Given exercise a:
Reproduce the rows below about hat-wearing people and blue sky word for word, leaving out the pictures.

Passage given:
┄┄┄┄┄┄┄┄┄┄

Construction on the Stockton and Darlington Railway began in 1822 and it opened on September 27, 1825. The railway was notable for multiple reasons, chief among them the fact that it became the first public line to carry passengers by steam locomotive. Railway travel had officially arrived. It was delayed and over budget, but still a landmark moment.
Stephenson was no fool. He realized that railway transportation was only going to get bigger. More lines would be built, perhaps even an entire network all over England. That meant that a lot of locomotives would be needed and someone had to build them, so why not him? With that in mind, the Robert Stephenson and Company locomotive manufacturing business was founded in 1823.
The first engine the company built was also the first to travel on the Stockton and Darlington Railway. Originally named Active, by the time it was finished, it had been rechristened Locomotion No. 1. It was used in the maiden voyage of the railway, reaching speeds of up to 15 mph. Besides wagons full of coal, it also had a coach named Experiment which had been especially designed to carry passengers. Of course, this coach could only seat so many people, but many others were perfectly content riding in the cargo wagons just to be part of this historic journey.
It should be noted that this first trip that transported both people and cargo was intended as a one-off. Afterwards, Locomotion No. 1 and the engines that followed it resumed standard duties of transporting only coal. The Experiment was still used for passenger travel, but it was pulled by horses because it would have been too expensive to use a locomotive just for one coach. It would be a few more years until the first, true steam-powered railroad would be open for business.
From Liverpool to Manchester
That railway would come in 1830 when George Stephenson finished his crowning achievement – the first ever inter-city railway, intended for both passenger and cargo transport, powered entirely by steam locomotives. It went from Liverpool to Manchester, stretching over 31 miles and no horse-drawn carriages were allowed on it at any time. The line was responsible for a bunch of other world firsts such as the first railway to use signaling, the first to function as a mail delivery service, and the first to have double tracks along its entire length, meaning that locomotives could travel in both directions unimpeded.
Despite all these accolades, building the railway included one obstacle after another, especially for Stephenson who served as chief engineer.
It all started in 1824 when the Liverpool & Manchester Railway Company was actually founded. The men in charge mostly consisted of merchants, politicians, and other officials from these two cities. These were two of the country’s biggest business hubs (particularly textiles at the time), but transport and communication between them was inefficient. There were two options: the canals, which were slow, and the roads, which were dangerous and congested. A railway would have been superior to both of them.

┄┄┄┄┄┄┄┄┄┄

Records for this exercise:
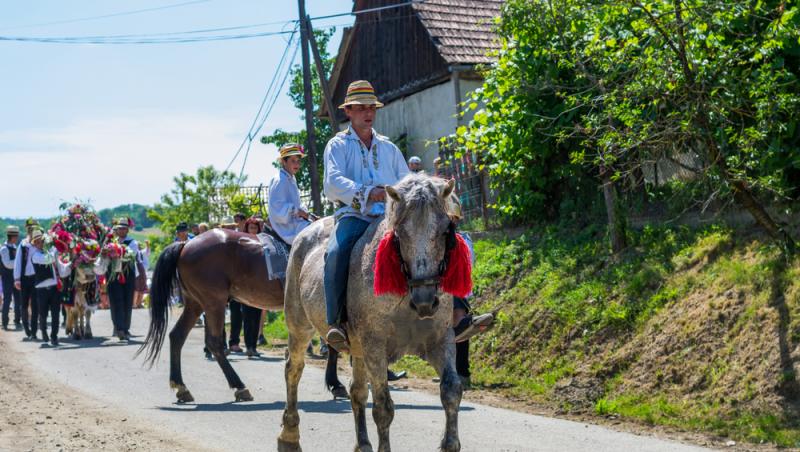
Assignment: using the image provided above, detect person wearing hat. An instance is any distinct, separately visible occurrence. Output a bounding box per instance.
[14,218,41,339]
[175,221,194,242]
[31,229,72,347]
[106,218,141,341]
[447,193,495,388]
[267,143,311,246]
[323,80,409,351]
[0,225,22,330]
[408,155,422,173]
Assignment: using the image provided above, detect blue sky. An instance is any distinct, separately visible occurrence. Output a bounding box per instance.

┄┄┄┄┄┄┄┄┄┄

Given exercise b:
Take the passage on early English railways further, starting right after its last sentence.

Response a:
Assignment: using the image provided above, detect person wearing hat. An instance is any distinct, separately visible occurrence. Output a bounding box per instance.
[14,218,41,339]
[175,221,194,242]
[31,229,72,347]
[106,218,141,341]
[447,193,495,388]
[267,143,311,246]
[323,80,409,351]
[0,225,22,330]
[408,155,422,173]
Assignment: using the image provided above, detect blue sky. An instance is any distinct, separately visible occurrence. Output a bounding box per instance.

Response b:
First off, Stephenson needed to find a route that was suitable for his purposes. He soon discovered that many men objected to the idea of a railway passing through their lands, some even going to the extreme lengths of hiring thugs to keep away surveyors.
Stephenson finally finished his survey, but it was rejected by Parliament for being inaccurate. He made another one and it was rejected for the same reason. As it turned out, he made a major miscalculation in his estimates. In order to cross a boggy area named Chat Moss, the railway would cost up to five times as much as he reported. In 1826, George Stephenson was fired as engineer and was replaced by George and John Rennie alongside Charles Vignoles who served as surveyor. Their project got approval from Parliament in 1826.
Fortunately for Stephenson, despite his mistake, the committee behind the Liverpool & Manchester Railway Company insisted that he was hired back as engineer for the actual construction. An interesting tidbit for you: this was the first time that Stephenson used a gauge that measured 4 ft 8½ in or 1,435 mm which would then become known as the Stephenson gauge and, later, the standard gauge as it became adopted worldwide.
In railways, the gauge is simply the width between tracks, measured between the inner sides of the rails. Back then, there was no standard and engineers built the tracks at whatever distance they felt was best. Isambard Kingdom Brunel, for example, another one of England’s greatest engineers, favored the 7-ft gauge. Eventually, Parliament stepped in and passed the Gauge Act in 1846, making the Stephenson gauge the standard throughout Great Britain so that locomotives and wagons could be used on more than just the original railway they were built for.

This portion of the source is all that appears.